What to produce: Transcribe each record exactly as it appears.
==== Data ====
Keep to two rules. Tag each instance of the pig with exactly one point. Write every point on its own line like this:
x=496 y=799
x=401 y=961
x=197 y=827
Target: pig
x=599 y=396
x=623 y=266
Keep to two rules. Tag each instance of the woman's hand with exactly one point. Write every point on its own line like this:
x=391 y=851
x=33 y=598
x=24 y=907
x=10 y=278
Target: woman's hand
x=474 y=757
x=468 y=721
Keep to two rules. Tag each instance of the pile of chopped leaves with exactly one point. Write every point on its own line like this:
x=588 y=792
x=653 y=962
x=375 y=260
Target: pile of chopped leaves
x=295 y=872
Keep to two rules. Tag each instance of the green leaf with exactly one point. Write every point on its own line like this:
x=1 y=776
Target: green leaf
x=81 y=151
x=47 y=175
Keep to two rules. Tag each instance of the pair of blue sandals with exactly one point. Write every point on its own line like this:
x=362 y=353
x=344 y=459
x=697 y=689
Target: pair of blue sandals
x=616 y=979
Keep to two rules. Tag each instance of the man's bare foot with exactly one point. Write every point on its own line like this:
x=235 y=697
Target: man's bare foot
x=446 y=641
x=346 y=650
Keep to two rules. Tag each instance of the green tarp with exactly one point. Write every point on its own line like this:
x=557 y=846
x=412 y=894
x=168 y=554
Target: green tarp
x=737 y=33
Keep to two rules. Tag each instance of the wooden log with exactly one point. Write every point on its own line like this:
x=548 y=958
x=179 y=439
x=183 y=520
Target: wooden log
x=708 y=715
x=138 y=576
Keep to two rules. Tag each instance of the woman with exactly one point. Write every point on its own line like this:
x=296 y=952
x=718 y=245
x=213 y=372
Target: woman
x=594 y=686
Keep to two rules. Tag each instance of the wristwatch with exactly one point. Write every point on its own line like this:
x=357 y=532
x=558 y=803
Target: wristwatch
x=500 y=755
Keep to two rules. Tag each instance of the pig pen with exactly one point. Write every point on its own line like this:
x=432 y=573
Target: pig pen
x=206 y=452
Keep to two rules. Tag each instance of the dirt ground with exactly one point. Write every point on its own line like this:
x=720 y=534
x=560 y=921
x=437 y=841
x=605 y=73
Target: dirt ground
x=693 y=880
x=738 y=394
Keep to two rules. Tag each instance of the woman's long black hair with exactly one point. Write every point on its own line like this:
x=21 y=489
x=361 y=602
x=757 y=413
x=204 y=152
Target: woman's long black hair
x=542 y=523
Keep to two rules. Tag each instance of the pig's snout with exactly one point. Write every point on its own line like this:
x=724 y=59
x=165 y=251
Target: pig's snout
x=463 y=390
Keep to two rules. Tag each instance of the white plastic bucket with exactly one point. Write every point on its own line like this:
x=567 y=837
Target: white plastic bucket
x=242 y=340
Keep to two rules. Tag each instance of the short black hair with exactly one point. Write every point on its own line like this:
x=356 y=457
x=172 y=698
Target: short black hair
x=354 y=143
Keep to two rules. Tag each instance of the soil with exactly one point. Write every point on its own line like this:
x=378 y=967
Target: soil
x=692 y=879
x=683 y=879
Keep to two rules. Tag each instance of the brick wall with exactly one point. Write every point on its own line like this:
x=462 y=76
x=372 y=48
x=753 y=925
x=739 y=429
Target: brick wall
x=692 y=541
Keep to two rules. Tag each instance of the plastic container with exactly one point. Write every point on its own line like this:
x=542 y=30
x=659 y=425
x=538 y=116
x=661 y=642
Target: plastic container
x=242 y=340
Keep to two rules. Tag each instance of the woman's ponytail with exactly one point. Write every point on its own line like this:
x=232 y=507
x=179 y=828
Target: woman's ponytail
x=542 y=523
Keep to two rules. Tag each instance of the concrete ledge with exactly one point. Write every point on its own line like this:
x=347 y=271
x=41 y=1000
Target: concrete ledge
====
Answer space:
Keep to two rules. Tag each instance of the pig with exactly one point. Write every point on its own line like this:
x=496 y=799
x=401 y=961
x=197 y=827
Target: pig
x=599 y=396
x=623 y=266
Keep to two rules. Tag each instance of the woman's hand with exactly one point. Write every point on its own line like this:
x=391 y=851
x=33 y=598
x=24 y=907
x=10 y=278
Target: woman's hand
x=474 y=757
x=468 y=721
Keep to two rules. Tag each instance of the pile of chopped leaves with exactly one point. Write every point on its own line like this:
x=588 y=792
x=653 y=962
x=375 y=260
Target: pile of chopped leaves
x=295 y=872
Keep to two rules. Tag each instance of the green leaf with exactly one point. Write every point on its own line like this:
x=1 y=776
Target: green leaf
x=81 y=151
x=47 y=175
Keep to two rules. Tag each instance of the pair of blue sandals with exactly one point. Write every point on its own line like this:
x=362 y=353
x=344 y=459
x=697 y=689
Target: pair of blue sandals
x=616 y=979
Keep to two rules. Tag each instance of the man's bare foot with exactly one point. Write every point on its own line like this:
x=235 y=697
Target: man's bare foot
x=446 y=641
x=346 y=650
Keep to two rules. Tag each instance of the green tarp with exactly one point. Write every point on its own line like this:
x=557 y=846
x=412 y=894
x=168 y=554
Target: green tarp
x=737 y=33
Keep to two rules. Tag each instance of the wooden log with exactly one point. Write every point on its own line like this:
x=548 y=958
x=179 y=439
x=183 y=520
Target: wooden log
x=708 y=715
x=138 y=576
Keep to two rules. Tag each instance of the woman with exactly one point. Write every point on its own line like this:
x=296 y=952
x=718 y=245
x=213 y=372
Target: woman
x=594 y=686
Keep to two rules. Tag each instance of the wristwatch with exactly one point. Write every point on its own line like this:
x=357 y=532
x=558 y=803
Target: wristwatch
x=500 y=755
Keep to two rules. Tag each instance of the pig pen with exactly one point. Write every point on its own line like this:
x=432 y=573
Target: pig pen
x=206 y=452
Keep to two rules. Tag each instance of the dirt ground with exactly one point. Write every point on its own line like this:
x=720 y=534
x=560 y=921
x=437 y=841
x=605 y=73
Target: dirt ground
x=693 y=880
x=738 y=394
Keep to two rules. Tag each instance of the woman's long black hair with exactly one point. Write every point on its own line like this:
x=21 y=489
x=361 y=602
x=757 y=413
x=204 y=152
Target: woman's long black hair
x=542 y=523
Keep to two rules. Tag each instance of the pig's snout with exactly one point. Write every point on its own line like this:
x=724 y=59
x=165 y=251
Target: pig's snout
x=463 y=390
Keep to two rules. Tag each instance of the white plastic bucket with exactly one point. Write every point on its own line like this:
x=567 y=837
Target: white plastic bucket
x=242 y=340
Keep to two rules. Tag each instance of the short black hair with exactly one point. Write every point on its own line like this:
x=356 y=457
x=172 y=698
Target: short black hair
x=354 y=143
Keep to two rules. Tag each instance of the soil with exactly one point. Write every point on its own line like this:
x=378 y=967
Target: soil
x=692 y=879
x=683 y=879
Keep to two rules. Tag each instance of the brick wall with exactly one point. Write every point on its own line like this:
x=462 y=76
x=372 y=48
x=753 y=925
x=739 y=429
Target: brick wall
x=692 y=541
Keep to two rules. Tag each instance of the plastic container with exactly one point. Write every point on its own line like this:
x=542 y=30
x=659 y=425
x=538 y=116
x=661 y=642
Target: plastic container
x=242 y=340
Keep to two rules. Tag each instance of the woman's ponytail with exactly one point. Write every point on its own line like this:
x=232 y=507
x=179 y=828
Target: woman's ponytail
x=542 y=523
Keep to two rules. Tag each instance of the concrete ledge with exactly one point. Write every point on its own line like this:
x=347 y=271
x=41 y=1000
Target: concrete ledge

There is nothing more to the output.